Problem description
Substitute "whole-number" for "integer" everywhere it occurs in the records below, and write out every record again with nothing else altered.

Material provided
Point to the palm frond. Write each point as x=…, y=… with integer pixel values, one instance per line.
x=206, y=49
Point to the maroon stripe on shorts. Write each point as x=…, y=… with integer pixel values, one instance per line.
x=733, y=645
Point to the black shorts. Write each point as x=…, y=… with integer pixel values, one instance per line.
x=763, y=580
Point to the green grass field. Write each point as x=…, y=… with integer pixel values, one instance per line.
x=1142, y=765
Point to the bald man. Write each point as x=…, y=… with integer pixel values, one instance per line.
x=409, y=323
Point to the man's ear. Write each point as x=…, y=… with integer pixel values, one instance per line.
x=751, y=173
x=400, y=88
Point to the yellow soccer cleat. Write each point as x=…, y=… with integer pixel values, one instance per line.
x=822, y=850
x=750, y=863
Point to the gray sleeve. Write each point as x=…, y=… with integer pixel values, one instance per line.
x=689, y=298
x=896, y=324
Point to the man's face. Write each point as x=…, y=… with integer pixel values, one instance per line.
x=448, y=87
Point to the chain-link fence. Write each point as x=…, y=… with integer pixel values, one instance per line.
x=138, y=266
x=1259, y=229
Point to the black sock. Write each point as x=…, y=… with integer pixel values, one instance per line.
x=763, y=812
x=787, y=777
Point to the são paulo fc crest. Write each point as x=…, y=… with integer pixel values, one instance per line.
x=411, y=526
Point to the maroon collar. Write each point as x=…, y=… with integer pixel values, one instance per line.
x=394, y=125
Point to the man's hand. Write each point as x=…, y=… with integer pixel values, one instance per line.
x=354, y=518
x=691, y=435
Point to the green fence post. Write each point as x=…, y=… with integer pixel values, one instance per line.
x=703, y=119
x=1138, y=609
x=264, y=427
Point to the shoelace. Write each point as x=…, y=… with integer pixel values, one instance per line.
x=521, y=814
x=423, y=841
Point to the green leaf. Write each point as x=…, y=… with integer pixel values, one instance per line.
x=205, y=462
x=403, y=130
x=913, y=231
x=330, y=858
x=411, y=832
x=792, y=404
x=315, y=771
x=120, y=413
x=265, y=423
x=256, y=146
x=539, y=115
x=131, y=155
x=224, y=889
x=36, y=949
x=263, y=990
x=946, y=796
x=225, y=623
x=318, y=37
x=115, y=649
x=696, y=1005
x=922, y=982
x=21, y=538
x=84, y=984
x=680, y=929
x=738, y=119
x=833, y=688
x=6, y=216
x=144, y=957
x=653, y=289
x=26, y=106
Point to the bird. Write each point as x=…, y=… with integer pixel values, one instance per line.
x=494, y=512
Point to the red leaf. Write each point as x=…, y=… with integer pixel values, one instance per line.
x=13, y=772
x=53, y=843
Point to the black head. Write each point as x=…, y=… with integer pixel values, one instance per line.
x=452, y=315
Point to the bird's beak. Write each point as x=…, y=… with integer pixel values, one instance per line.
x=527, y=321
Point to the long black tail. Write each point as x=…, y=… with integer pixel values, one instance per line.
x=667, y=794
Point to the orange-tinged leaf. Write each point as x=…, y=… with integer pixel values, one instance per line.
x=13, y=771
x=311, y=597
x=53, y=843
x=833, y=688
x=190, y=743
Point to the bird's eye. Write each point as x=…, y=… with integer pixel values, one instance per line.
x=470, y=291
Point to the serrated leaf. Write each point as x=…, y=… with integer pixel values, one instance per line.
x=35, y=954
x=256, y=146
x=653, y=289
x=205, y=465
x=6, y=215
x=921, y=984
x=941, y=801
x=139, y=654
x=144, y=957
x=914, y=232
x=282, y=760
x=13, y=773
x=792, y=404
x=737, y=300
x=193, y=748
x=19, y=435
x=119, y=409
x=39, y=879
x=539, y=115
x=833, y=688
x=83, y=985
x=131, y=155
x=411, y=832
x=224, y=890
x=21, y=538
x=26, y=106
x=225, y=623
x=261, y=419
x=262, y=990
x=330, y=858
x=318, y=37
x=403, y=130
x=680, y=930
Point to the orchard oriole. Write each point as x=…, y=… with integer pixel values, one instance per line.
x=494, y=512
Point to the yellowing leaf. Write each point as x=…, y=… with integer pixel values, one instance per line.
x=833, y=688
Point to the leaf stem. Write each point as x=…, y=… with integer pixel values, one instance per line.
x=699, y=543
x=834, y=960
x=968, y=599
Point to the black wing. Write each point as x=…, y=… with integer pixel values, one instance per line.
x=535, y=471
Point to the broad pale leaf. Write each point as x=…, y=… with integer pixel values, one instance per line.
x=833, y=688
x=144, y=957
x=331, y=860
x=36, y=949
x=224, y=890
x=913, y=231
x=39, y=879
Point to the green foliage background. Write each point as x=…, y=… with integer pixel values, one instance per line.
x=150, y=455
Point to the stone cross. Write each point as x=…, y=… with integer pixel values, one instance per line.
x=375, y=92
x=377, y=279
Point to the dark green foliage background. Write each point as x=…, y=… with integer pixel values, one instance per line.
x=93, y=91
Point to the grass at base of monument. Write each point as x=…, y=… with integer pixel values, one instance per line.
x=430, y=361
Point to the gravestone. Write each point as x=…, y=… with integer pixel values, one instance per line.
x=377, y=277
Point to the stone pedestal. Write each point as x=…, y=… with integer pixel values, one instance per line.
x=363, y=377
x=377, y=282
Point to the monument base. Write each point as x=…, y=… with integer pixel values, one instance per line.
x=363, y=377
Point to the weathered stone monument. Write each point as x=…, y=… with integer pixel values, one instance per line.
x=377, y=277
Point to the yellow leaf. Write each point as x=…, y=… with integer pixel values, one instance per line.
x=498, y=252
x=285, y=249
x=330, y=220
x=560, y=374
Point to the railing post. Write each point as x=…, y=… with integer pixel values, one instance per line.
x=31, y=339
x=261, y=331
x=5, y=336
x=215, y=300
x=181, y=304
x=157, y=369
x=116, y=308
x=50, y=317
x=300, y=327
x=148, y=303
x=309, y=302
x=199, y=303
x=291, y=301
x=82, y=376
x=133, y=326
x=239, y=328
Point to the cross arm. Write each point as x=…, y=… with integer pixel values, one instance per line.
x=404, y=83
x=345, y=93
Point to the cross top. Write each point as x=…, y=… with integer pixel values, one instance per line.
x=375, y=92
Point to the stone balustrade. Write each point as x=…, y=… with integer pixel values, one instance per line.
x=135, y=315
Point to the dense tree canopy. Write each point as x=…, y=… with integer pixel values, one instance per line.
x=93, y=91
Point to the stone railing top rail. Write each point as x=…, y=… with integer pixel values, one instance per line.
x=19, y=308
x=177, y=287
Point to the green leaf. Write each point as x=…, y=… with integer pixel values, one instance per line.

Response to this exercise
Point to the palm frond. Write each point as x=…, y=… with whole-number pixel values, one instance per line.
x=206, y=49
Point to the maroon stripe on shorts. Write each point as x=…, y=… with whole-number pixel values, one instance per line.
x=733, y=645
Point to the black shorts. Write each point as x=…, y=… with whole-number pixel values, one instance per line.
x=763, y=580
Point to the green grass field. Write each point as x=…, y=… with whole-number pixel values, one instance per line.
x=1142, y=765
Point to the bald man. Write each point as x=…, y=… with whole-number pixel values, one instance per line.
x=409, y=323
Point to the man's ear. Write each point as x=…, y=… with whole-number pixel values, one instance per line.
x=751, y=173
x=400, y=88
Point to the yellow soccer cleat. Write each point as x=…, y=… with whole-number pixel values, one instance per line.
x=822, y=850
x=750, y=863
Point to the gray sleeve. Write each point as x=…, y=… with whole-number pixel values, one instance per line.
x=689, y=298
x=896, y=324
Point to the man's face. Write each point as x=…, y=… with whole-number pixel values, one instance per line.
x=448, y=87
Point to the chain-link fence. Write each point as x=…, y=… with whole-number pixel values, one instance per line.
x=138, y=266
x=1259, y=229
Point to the black sock. Write each point as x=…, y=… with whole-number pixel values, one instance per line.
x=763, y=812
x=787, y=777
Point to the são paulo fc crest. Write each point as x=…, y=… with whole-number pixel values, one instance per line.
x=411, y=526
Point to the maroon collar. Write each point as x=…, y=… with whole-number pixel values, one instance per line.
x=394, y=125
Point to the man's hand. Write each point as x=…, y=… with whole-number pixel values, one instance per line.
x=354, y=518
x=691, y=435
Point to the green fence post. Write each point as x=…, y=… with whole-number pixel values, one instance per line.
x=703, y=119
x=1138, y=609
x=264, y=427
Point to the shoelace. Write each point as x=…, y=… with whole-number pixel values, one instance per line.
x=521, y=814
x=423, y=841
Point to the green leaf. Write each point as x=…, y=… with whole-number pixel values, one instance per line.
x=205, y=462
x=403, y=130
x=913, y=231
x=330, y=858
x=411, y=832
x=792, y=404
x=315, y=771
x=120, y=413
x=265, y=423
x=256, y=146
x=539, y=115
x=131, y=155
x=224, y=889
x=36, y=949
x=263, y=990
x=946, y=796
x=225, y=623
x=318, y=37
x=115, y=649
x=696, y=1005
x=922, y=982
x=21, y=538
x=84, y=984
x=680, y=929
x=738, y=119
x=833, y=688
x=6, y=216
x=144, y=957
x=653, y=289
x=26, y=106
Point to the bird. Write each point as x=…, y=… with whole-number pixel values, one instance per line.
x=494, y=512
Point to the red leaf. Write each point as x=…, y=… with whole-number pixel values, one instance per line.
x=13, y=772
x=53, y=843
Point to the black head. Write each point as x=…, y=… with whole-number pixel values, one instance per line.
x=452, y=315
Point to the bird's beak. Write each point as x=…, y=… with whole-number pixel values, one instance per line.
x=527, y=321
Point to the long black tail. Write each point as x=…, y=… with whole-number pixel values, one instance per line.
x=667, y=794
Point to the orange-tinged leaf. Write each point as x=…, y=… with whole-number pixel values, one instance per line.
x=13, y=771
x=311, y=597
x=53, y=843
x=833, y=688
x=190, y=743
Point to the bird's eye. Write each point as x=…, y=… with whole-number pixel values, one instance per line.
x=470, y=291
Point to the serrated leaf. Write each point as x=…, y=… with whole-number pixel values, one instance per line.
x=35, y=954
x=256, y=146
x=653, y=289
x=205, y=465
x=6, y=215
x=921, y=984
x=941, y=801
x=139, y=654
x=144, y=957
x=914, y=232
x=282, y=760
x=13, y=773
x=792, y=404
x=737, y=300
x=193, y=748
x=19, y=435
x=119, y=409
x=39, y=879
x=539, y=115
x=833, y=688
x=83, y=985
x=131, y=155
x=411, y=832
x=224, y=890
x=21, y=538
x=26, y=106
x=225, y=623
x=261, y=419
x=262, y=990
x=330, y=858
x=318, y=37
x=403, y=130
x=680, y=930
Point to the orchard oriole. Write each point as x=…, y=… with whole-number pixel values, one instance per line.
x=494, y=512
Point to the yellowing leaf. Write each point as x=…, y=… with whole-number pixel values, one instance per line.
x=833, y=688
Point to the leaf stem. Write each point as x=…, y=… with whole-number pixel values, one instance per line.
x=699, y=543
x=834, y=960
x=968, y=599
Point to the black wing. Write each point as x=…, y=… with whole-number pixel values, one instance per line.
x=535, y=471
Point to the broad pale leaf. Write each point as x=…, y=… with whole-number pixel values, one instance per line.
x=833, y=688
x=144, y=957
x=331, y=860
x=36, y=949
x=224, y=890
x=913, y=231
x=39, y=879
Point to the green foliage background. Write each point as x=…, y=… with whole-number pixel values, one instance per line.
x=150, y=455
Point to the stone cross. Write each point as x=…, y=… with whole-number pixel values, one instance per line.
x=375, y=92
x=377, y=279
Point to the dark green foliage background. Write each point as x=…, y=… with whole-number pixel values, one instance per line.
x=93, y=91
Point to the grass at base of monument. Write each point as x=…, y=… with whole-number pixel values, one instance per line.
x=430, y=361
Point to the gravestone. Write each point as x=…, y=… with whole-number pixel values, one instance per line.
x=377, y=277
Point to the stone pedestal. Write each point as x=…, y=… with whole-number pixel values, one instance per line.
x=363, y=377
x=377, y=282
Point to the monument base. Write each point as x=…, y=… with whole-number pixel values, one instance per line.
x=363, y=377
Point to the weathered stone monument. Write each point as x=…, y=… with whole-number pixel values, one instance per line.
x=377, y=277
Point to the yellow leaf. Write each point as x=…, y=… with whole-number pixel values, one instance per line.
x=498, y=252
x=285, y=249
x=330, y=220
x=560, y=374
Point to the railing post. Write each point as x=…, y=… with whole-number pixel values, one instance per line.
x=31, y=339
x=261, y=331
x=5, y=336
x=215, y=300
x=181, y=304
x=157, y=369
x=116, y=308
x=50, y=317
x=300, y=327
x=148, y=303
x=309, y=302
x=199, y=303
x=291, y=301
x=82, y=376
x=133, y=326
x=239, y=328
Point to the cross arm. Write each point as x=…, y=… with whole-number pixel values, one instance per line.
x=404, y=83
x=345, y=93
Point to the cross top. Write each point as x=…, y=… with whole-number pixel values, one instance per line.
x=375, y=92
Point to the stone balustrade. Write each point as x=…, y=… with whole-number pixel values, one instance per line.
x=135, y=315
Point to the dense tree canopy. Write each point as x=…, y=… with whole-number pixel values, one instance per line.
x=93, y=91
Point to the stone railing top rail. Write each point as x=…, y=… with whole-number pixel values, one instance per line.
x=19, y=308
x=177, y=287
Point to the green leaf. Write each point as x=…, y=… with whole-number pixel values, one instance per line.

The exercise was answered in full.